▶ [STATED GOAL A]
In the forum exchange, what does the second writer say Obama essentially wanted?
▶ [STATED GOAL B]
Please set down everything in the forum exchange from "You need to" down to "broad GOP support.", copied word for word.

▶ [TEXT SEGMENT]
━━━

Only a truely deranged person could twist this into a GOP plan. Take credit for what your party passed.
You need to reread what I posted. I didn't say it wasn't the dem plan. It is...they passed it. It just happens to align very closely with what the GOP wanted back in the day. This isn't news....it's not even a question. It's one of the main reasons I can't take either party seriously. It's the definition of bat#### crazy. It's also not news that what Obama wanted was essentially a single payer system and the blue bloods in the Senate weren't having it. Now it is what it is. Don't believe me, go look it up. It's out there in black and white.
This is not what "the GOP wanted back in the day". Not even close. There were a few GOP members and one think tank that floated the idea of an individual mandate associated with a very different overall program. And even that never had broad GOP support.

━━━

▶ [STORED RECORDS]

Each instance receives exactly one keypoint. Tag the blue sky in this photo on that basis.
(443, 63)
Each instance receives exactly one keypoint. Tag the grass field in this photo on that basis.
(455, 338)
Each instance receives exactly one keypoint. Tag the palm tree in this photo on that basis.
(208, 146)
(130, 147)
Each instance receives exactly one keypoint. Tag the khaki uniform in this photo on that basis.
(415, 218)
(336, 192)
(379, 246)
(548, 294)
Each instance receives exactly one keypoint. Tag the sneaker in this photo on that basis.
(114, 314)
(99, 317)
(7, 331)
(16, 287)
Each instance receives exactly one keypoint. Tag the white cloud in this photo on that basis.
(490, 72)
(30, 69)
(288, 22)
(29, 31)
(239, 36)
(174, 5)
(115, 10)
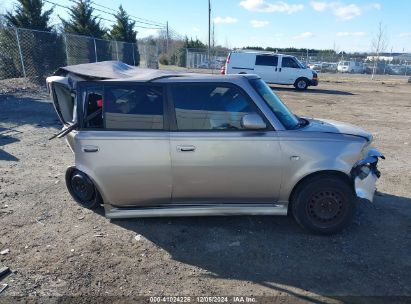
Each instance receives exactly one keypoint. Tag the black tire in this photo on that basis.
(323, 204)
(82, 189)
(301, 84)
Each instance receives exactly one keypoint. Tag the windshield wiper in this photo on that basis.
(301, 123)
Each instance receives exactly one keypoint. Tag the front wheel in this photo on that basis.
(82, 189)
(323, 204)
(301, 84)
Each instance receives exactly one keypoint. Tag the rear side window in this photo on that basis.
(210, 107)
(267, 60)
(133, 107)
(289, 62)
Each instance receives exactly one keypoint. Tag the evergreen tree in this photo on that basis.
(29, 14)
(41, 52)
(123, 30)
(82, 21)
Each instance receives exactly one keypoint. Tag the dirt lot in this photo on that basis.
(59, 249)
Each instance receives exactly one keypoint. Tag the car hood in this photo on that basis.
(336, 127)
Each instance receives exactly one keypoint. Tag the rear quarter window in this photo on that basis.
(133, 107)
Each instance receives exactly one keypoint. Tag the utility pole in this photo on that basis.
(167, 39)
(209, 32)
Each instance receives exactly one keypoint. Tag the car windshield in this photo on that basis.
(286, 117)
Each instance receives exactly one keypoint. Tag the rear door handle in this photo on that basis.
(90, 149)
(186, 148)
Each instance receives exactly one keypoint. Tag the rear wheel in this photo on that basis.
(301, 84)
(323, 204)
(82, 189)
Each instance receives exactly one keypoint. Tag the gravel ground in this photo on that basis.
(59, 249)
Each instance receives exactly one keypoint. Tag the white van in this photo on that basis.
(350, 67)
(272, 68)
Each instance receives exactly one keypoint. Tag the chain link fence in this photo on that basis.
(37, 54)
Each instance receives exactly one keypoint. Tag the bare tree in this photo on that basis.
(378, 45)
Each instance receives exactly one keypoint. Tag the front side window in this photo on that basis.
(138, 107)
(210, 107)
(289, 62)
(93, 103)
(267, 60)
(284, 115)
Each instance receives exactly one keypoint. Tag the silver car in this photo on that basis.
(154, 143)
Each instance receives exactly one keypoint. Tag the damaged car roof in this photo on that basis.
(117, 70)
(112, 70)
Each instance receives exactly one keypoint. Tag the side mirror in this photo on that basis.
(253, 122)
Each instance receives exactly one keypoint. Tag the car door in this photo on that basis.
(289, 70)
(266, 66)
(125, 150)
(214, 159)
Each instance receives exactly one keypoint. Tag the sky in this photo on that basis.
(341, 25)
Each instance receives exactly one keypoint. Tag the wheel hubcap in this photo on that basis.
(326, 207)
(82, 188)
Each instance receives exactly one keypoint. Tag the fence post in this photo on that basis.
(117, 50)
(21, 55)
(95, 48)
(66, 47)
(134, 58)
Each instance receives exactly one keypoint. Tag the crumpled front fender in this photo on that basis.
(365, 174)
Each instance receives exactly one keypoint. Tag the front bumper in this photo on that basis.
(365, 174)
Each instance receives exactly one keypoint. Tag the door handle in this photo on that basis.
(90, 149)
(186, 148)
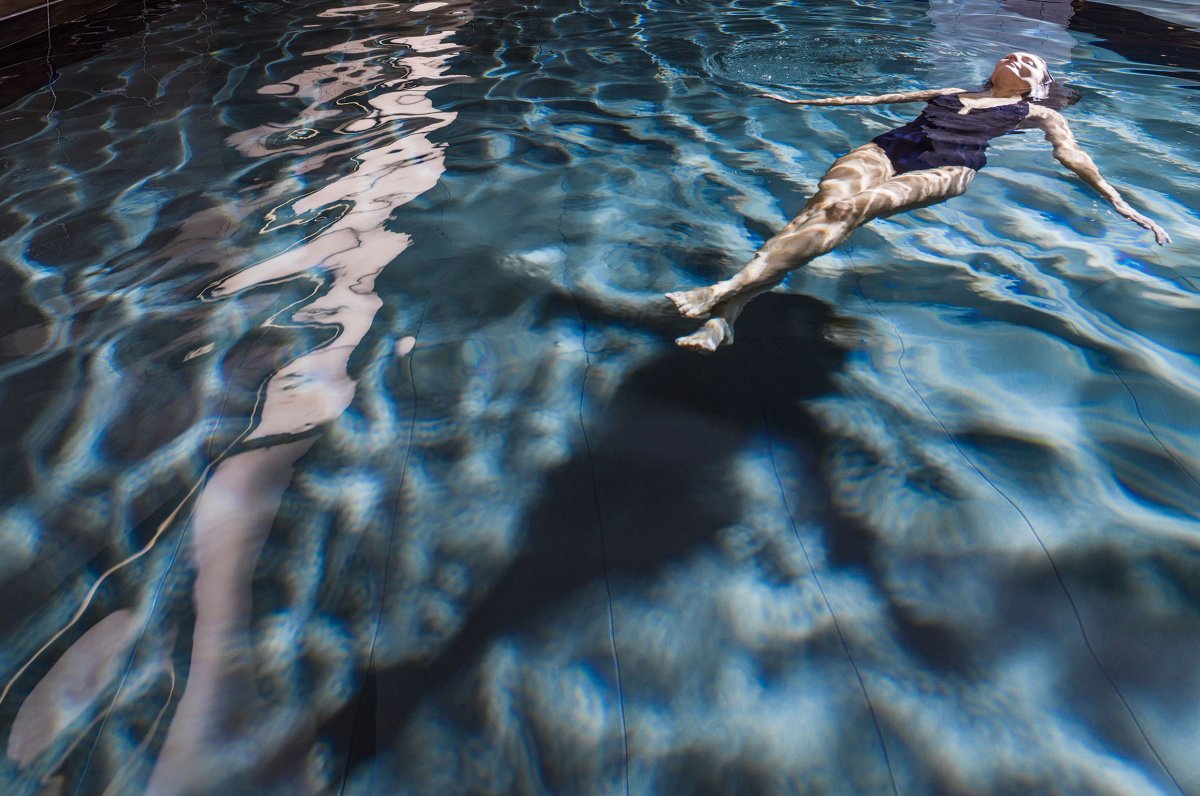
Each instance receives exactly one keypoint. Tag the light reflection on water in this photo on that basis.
(348, 444)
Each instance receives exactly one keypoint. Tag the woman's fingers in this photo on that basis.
(1161, 235)
(775, 96)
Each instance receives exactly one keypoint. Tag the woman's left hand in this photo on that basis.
(1123, 208)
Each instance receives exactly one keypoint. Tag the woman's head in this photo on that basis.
(1025, 72)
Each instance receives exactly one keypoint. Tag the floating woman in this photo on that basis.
(927, 161)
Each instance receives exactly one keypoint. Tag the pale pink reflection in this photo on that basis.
(222, 731)
(239, 502)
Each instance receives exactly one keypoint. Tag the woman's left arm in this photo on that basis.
(1067, 151)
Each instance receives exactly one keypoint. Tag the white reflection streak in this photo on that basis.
(222, 729)
(238, 506)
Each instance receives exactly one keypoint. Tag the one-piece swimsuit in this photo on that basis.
(943, 136)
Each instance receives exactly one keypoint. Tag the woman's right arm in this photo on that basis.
(880, 99)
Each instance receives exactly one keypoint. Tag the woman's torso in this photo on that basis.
(949, 132)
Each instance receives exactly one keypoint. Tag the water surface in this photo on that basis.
(347, 446)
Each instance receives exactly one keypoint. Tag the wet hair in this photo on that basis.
(1049, 93)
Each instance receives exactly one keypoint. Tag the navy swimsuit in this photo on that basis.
(942, 136)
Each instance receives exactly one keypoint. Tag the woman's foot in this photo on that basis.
(711, 336)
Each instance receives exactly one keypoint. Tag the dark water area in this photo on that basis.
(348, 448)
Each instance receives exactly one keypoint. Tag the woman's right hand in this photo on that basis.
(1123, 208)
(775, 96)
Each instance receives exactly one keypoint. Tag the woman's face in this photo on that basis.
(1018, 70)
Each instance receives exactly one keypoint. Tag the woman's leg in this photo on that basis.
(813, 233)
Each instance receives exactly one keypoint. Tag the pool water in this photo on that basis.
(347, 447)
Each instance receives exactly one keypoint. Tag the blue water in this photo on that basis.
(347, 448)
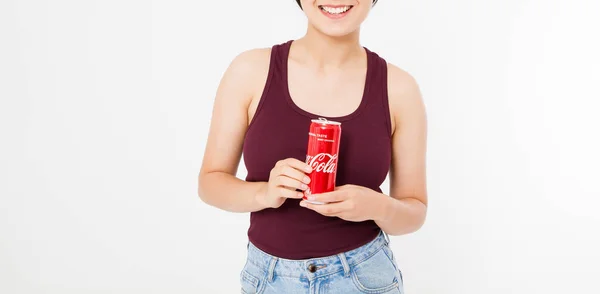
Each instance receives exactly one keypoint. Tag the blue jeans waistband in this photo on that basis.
(315, 267)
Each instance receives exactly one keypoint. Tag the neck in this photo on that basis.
(327, 51)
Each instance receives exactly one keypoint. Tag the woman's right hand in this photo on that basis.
(286, 178)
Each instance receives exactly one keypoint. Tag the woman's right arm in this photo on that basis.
(217, 184)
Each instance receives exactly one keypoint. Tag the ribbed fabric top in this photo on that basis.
(279, 130)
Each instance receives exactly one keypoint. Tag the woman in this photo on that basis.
(263, 108)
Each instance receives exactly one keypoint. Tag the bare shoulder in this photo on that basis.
(247, 73)
(405, 99)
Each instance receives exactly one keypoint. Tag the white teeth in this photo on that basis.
(335, 10)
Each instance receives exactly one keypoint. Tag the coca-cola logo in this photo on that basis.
(322, 162)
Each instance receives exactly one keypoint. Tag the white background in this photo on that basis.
(105, 108)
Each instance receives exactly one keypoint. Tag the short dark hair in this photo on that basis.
(300, 5)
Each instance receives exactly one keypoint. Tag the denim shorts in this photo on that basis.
(370, 268)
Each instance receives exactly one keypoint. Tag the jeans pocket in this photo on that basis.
(376, 275)
(248, 282)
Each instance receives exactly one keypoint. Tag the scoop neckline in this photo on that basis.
(293, 105)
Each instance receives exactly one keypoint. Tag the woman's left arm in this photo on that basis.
(405, 211)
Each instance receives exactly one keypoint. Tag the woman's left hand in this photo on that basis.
(348, 202)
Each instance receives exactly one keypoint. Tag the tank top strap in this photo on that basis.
(378, 88)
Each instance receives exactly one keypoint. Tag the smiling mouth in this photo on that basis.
(335, 10)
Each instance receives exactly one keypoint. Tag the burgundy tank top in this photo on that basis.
(279, 130)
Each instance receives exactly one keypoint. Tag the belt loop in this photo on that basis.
(386, 237)
(272, 268)
(344, 262)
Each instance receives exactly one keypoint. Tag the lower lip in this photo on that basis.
(335, 16)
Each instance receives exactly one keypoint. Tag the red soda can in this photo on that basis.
(322, 156)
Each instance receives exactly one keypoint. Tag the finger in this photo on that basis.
(328, 197)
(287, 193)
(288, 171)
(330, 209)
(297, 164)
(286, 181)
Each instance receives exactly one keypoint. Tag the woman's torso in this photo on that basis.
(278, 129)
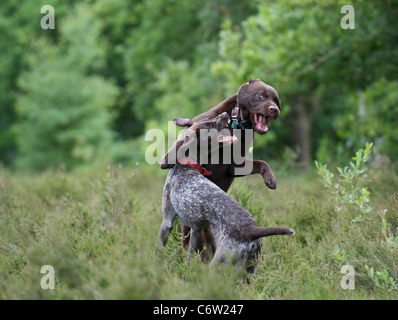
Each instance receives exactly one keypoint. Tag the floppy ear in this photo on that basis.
(170, 159)
(183, 122)
(243, 96)
(254, 233)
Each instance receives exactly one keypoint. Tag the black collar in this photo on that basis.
(239, 124)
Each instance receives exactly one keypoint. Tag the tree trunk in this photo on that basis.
(302, 131)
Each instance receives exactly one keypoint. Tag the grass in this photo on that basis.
(98, 231)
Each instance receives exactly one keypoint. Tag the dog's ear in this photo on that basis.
(179, 149)
(183, 122)
(170, 158)
(278, 102)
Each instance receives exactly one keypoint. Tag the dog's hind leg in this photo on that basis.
(169, 215)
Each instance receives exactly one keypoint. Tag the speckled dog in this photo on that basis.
(199, 203)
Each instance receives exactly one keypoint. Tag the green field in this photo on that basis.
(98, 231)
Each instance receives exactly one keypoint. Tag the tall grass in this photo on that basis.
(98, 231)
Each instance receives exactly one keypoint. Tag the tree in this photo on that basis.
(300, 48)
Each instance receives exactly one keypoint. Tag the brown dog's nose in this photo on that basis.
(273, 112)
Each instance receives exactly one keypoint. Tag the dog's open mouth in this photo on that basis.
(260, 123)
(227, 139)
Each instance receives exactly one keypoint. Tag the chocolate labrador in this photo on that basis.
(255, 104)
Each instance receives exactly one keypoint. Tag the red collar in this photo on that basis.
(196, 166)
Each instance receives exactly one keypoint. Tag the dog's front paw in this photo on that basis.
(270, 181)
(164, 165)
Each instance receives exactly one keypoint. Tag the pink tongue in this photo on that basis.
(261, 124)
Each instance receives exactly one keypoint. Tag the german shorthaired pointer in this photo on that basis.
(250, 108)
(200, 204)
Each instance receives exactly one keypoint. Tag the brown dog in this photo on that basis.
(251, 108)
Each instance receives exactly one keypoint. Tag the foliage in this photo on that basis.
(147, 62)
(64, 120)
(347, 190)
(98, 230)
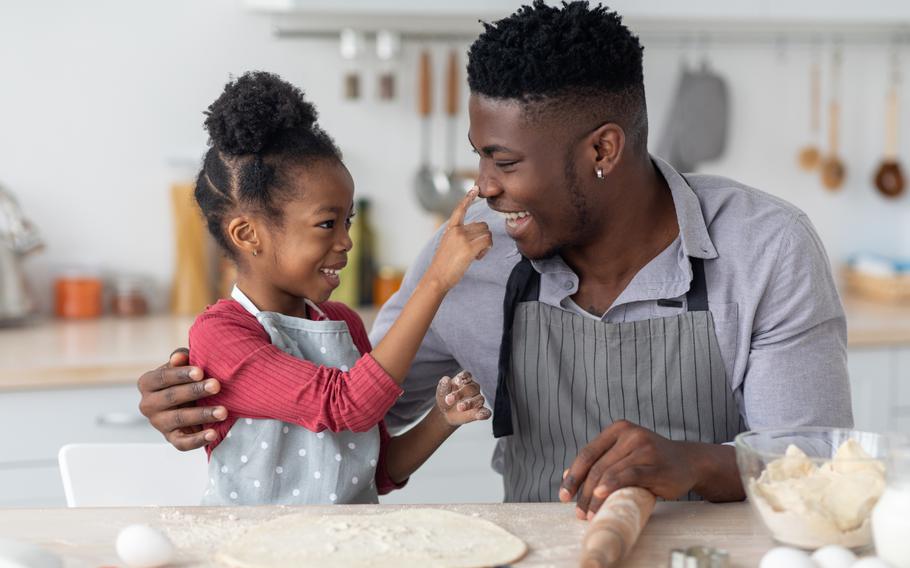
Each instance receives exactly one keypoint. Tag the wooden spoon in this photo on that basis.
(809, 155)
(889, 180)
(833, 170)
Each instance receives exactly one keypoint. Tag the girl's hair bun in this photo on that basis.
(254, 111)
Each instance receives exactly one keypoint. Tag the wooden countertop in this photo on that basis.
(85, 537)
(115, 351)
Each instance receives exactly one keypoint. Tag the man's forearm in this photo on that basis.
(718, 475)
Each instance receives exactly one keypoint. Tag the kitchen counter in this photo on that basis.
(107, 351)
(85, 537)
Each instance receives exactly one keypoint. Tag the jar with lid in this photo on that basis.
(128, 297)
(77, 293)
(891, 515)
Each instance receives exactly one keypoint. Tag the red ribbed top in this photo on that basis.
(259, 380)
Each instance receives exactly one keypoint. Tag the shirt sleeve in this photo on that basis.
(258, 380)
(797, 368)
(433, 359)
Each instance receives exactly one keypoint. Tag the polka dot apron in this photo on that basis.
(263, 461)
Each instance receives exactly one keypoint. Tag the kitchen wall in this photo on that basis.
(101, 108)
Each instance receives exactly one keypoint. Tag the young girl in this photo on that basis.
(305, 393)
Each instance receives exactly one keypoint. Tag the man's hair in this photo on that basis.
(577, 60)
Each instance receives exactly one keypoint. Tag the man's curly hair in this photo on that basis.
(574, 59)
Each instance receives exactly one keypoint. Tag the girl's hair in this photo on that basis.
(259, 128)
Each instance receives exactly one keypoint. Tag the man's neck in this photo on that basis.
(637, 227)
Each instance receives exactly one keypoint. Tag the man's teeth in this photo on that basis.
(514, 216)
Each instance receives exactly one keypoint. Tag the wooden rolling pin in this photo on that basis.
(615, 527)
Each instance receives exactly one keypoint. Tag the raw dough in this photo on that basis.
(423, 538)
(809, 505)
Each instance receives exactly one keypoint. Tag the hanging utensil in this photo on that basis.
(809, 155)
(833, 170)
(424, 187)
(889, 179)
(456, 183)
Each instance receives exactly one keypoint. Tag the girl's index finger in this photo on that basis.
(457, 218)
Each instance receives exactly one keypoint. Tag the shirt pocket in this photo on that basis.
(726, 327)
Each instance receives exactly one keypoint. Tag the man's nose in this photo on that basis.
(488, 186)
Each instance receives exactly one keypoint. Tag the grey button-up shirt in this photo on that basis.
(778, 317)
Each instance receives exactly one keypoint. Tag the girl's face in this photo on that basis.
(301, 257)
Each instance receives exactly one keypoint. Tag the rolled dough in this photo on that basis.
(423, 538)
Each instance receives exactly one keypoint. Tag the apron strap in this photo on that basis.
(697, 297)
(523, 285)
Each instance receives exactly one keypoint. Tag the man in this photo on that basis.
(629, 321)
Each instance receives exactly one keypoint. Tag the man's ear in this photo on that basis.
(242, 232)
(608, 142)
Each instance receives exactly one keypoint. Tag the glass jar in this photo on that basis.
(891, 516)
(77, 294)
(129, 297)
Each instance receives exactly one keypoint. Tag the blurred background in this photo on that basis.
(101, 134)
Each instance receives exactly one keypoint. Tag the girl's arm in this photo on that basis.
(259, 380)
(458, 401)
(460, 245)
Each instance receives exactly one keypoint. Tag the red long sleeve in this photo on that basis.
(259, 380)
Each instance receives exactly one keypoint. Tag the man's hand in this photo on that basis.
(627, 455)
(168, 396)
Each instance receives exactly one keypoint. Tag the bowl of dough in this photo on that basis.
(814, 487)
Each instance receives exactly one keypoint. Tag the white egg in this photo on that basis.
(786, 557)
(871, 562)
(141, 546)
(833, 556)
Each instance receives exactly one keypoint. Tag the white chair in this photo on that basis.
(131, 475)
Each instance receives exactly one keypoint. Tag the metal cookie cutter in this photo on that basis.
(699, 557)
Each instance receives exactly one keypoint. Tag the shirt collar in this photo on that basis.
(693, 231)
(668, 275)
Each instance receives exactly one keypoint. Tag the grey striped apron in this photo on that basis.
(563, 378)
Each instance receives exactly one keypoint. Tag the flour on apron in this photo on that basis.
(564, 378)
(268, 461)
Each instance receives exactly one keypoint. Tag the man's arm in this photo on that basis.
(796, 375)
(168, 400)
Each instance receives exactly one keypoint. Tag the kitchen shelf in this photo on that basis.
(657, 21)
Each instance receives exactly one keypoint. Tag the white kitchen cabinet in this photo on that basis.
(880, 385)
(459, 472)
(35, 424)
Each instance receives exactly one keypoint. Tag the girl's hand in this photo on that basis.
(460, 246)
(459, 400)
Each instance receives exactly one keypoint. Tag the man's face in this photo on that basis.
(527, 172)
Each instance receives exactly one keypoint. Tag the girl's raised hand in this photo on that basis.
(460, 246)
(459, 400)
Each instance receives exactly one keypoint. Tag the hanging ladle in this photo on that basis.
(889, 180)
(809, 155)
(833, 170)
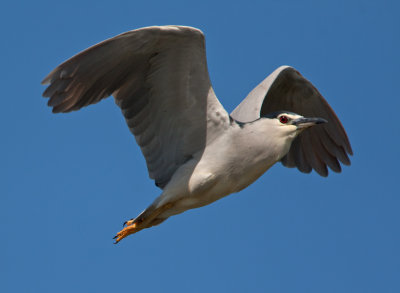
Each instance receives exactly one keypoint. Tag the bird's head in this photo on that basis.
(290, 124)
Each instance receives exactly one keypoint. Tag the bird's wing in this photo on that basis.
(159, 78)
(315, 148)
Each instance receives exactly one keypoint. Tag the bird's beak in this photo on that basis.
(307, 122)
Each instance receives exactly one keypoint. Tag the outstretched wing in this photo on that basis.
(158, 77)
(315, 148)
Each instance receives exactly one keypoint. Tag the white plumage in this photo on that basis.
(195, 151)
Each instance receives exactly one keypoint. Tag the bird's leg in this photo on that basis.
(144, 220)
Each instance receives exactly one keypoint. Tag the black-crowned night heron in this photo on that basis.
(195, 151)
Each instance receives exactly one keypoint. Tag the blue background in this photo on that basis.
(68, 182)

━━━

▶ [WORKED SOLUTION A]
A single payer system.

▶ [WORKED SOLUTION B]
You need to reread what I posted. I didn't say it wasn't the dem plan. It is...they passed it. It just happens to align very closely with what the GOP wanted back in the day. This isn't news....it's not even a question. It's one of the main reasons I can't take either party seriously. It's the definition of bat#### crazy. It's also not news that what Obama wanted was essentially a single payer system and the blue bloods in the Senate weren't having it. Now it is what it is. Don't believe me, go look it up. It's out there in black and white.
This is not what "the GOP wanted back in the day". Not even close. There were a few GOP members and one think tank that floated the idea of an individual mandate associated with a very different overall program. And even that never had broad GOP support.